> What is needed:
Please rewrite the material with every "same form as" swapped for "in the format of", leaving everything else untouched.

Location identification items:
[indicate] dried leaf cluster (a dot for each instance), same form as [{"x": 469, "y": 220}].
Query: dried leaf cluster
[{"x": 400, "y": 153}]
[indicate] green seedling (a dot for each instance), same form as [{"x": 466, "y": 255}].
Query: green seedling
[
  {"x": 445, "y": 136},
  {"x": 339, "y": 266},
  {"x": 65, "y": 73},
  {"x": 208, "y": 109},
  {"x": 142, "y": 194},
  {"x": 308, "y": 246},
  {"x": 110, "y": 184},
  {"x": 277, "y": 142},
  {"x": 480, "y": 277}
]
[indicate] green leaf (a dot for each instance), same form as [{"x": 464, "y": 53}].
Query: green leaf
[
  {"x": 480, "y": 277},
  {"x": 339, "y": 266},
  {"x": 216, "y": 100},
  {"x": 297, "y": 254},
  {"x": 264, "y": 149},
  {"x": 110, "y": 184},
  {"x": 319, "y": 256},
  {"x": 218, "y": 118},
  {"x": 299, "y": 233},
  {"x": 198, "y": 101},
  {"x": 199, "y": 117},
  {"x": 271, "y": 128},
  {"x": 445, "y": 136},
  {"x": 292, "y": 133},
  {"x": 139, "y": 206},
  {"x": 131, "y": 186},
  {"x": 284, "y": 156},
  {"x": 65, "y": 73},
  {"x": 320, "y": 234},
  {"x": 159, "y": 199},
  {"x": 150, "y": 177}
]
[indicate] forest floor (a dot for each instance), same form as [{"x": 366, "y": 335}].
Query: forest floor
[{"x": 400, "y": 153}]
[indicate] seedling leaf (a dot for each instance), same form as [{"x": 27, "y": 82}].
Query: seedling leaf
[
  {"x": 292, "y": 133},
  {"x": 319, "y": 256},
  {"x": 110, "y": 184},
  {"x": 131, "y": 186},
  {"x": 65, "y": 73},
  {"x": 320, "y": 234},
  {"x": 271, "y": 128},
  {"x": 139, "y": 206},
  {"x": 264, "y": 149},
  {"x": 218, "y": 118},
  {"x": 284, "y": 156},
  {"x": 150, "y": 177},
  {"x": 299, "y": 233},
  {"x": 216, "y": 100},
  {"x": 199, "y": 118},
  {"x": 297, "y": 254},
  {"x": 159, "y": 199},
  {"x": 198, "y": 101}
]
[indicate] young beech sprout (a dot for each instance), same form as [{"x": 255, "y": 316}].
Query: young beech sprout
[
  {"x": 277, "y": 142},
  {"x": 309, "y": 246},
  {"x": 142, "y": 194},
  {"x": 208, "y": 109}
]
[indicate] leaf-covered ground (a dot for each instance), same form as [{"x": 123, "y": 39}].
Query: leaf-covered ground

> Answer to this exercise:
[indicate] dried leaf cluster (a dot for each instance), in the format of [{"x": 469, "y": 220}].
Query: dried leaf cluster
[{"x": 400, "y": 153}]
[indicate] green seedling (a dot for each instance), in the format of [{"x": 466, "y": 255}].
Query: green seedling
[
  {"x": 445, "y": 136},
  {"x": 339, "y": 266},
  {"x": 65, "y": 73},
  {"x": 208, "y": 109},
  {"x": 142, "y": 194},
  {"x": 308, "y": 246},
  {"x": 110, "y": 184},
  {"x": 277, "y": 142},
  {"x": 480, "y": 277}
]
[indicate] green leaf (a dot for each instance), in the format of [{"x": 464, "y": 53}].
Query: green leaf
[
  {"x": 480, "y": 277},
  {"x": 339, "y": 266},
  {"x": 216, "y": 100},
  {"x": 297, "y": 254},
  {"x": 264, "y": 149},
  {"x": 110, "y": 184},
  {"x": 319, "y": 256},
  {"x": 218, "y": 118},
  {"x": 299, "y": 233},
  {"x": 198, "y": 101},
  {"x": 199, "y": 117},
  {"x": 271, "y": 128},
  {"x": 445, "y": 136},
  {"x": 292, "y": 133},
  {"x": 139, "y": 206},
  {"x": 131, "y": 186},
  {"x": 284, "y": 156},
  {"x": 65, "y": 73},
  {"x": 320, "y": 234},
  {"x": 159, "y": 199},
  {"x": 150, "y": 177}
]
[indicate] forest floor (a dot for each instance), in the format of [{"x": 366, "y": 335}].
Query: forest floor
[{"x": 400, "y": 153}]
[indicate] seedling leaf (a dot for each instance), in the format of [{"x": 27, "y": 82}].
Query: seedling leaf
[
  {"x": 292, "y": 133},
  {"x": 319, "y": 256},
  {"x": 110, "y": 184},
  {"x": 131, "y": 186},
  {"x": 65, "y": 73},
  {"x": 320, "y": 234},
  {"x": 271, "y": 128},
  {"x": 139, "y": 206},
  {"x": 264, "y": 149},
  {"x": 218, "y": 118},
  {"x": 284, "y": 156},
  {"x": 150, "y": 177},
  {"x": 299, "y": 233},
  {"x": 216, "y": 100},
  {"x": 199, "y": 118},
  {"x": 297, "y": 254},
  {"x": 159, "y": 199},
  {"x": 198, "y": 101}
]
[indicate] young beech sprout (a dot for each instance), in the format of [{"x": 255, "y": 316}].
Query: young beech sprout
[
  {"x": 277, "y": 142},
  {"x": 309, "y": 246},
  {"x": 142, "y": 194},
  {"x": 208, "y": 109}
]
[indicate] leaf-covered ground (a dot for each instance), in the format of [{"x": 123, "y": 39}].
Query: leaf-covered ground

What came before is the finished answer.